=== Passage to read ===

The system has powered conveyors to bring in totes in the center and gravity conveyors to eject full totes. There are right-hand and left-hand parts (mirrors of each other), in order to assist the operator, the output conveyors are separated to help prevent mix-ups of left/right-hand parts. While the cell was originally designed as a collaborative cell, the speed limitations were considerable with everything the client was wanting the cell to do. We
added some guarding and light curtains to allow the cell to run in non-collaborative mode.

Unfortunately, running a collaborative robot in a non-collaborative mode creates significant safety issues and concerns when attempting to meet industry standard safety standards such as RIA. There are various ways to allow this, including safety area scanners, light curtains/fencing, and radar scanners. Collaborative robots are often sold through distributors who don’t understand the safety impacts of integrating a collaborative robot in your facility. They expect you to understand all the requirements and take all the risks.

Come talk to us about your “collaborative” application and get a real perspective on what that means. To see how MJ Engineering can help you, please contact us today!

=== Excerpted data ===

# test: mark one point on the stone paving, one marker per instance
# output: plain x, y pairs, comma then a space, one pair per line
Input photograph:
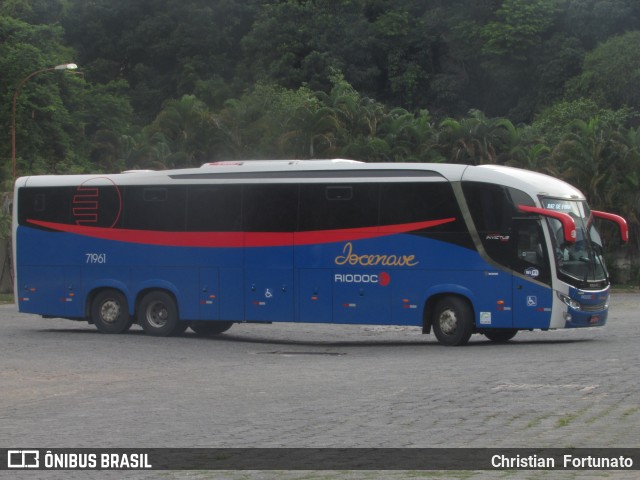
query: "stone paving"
64, 384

===

Task item —
Answer these from the passage on the robot cell:
(a) What kind of conveyors eject full totes?
(b) Why are the output conveyors separated?
(c) Through whom are collaborative robots often sold?

Task output —
(a) Gravity conveyors
(b) To help prevent mix-ups of left-hand and right-hand parts
(c) Through distributors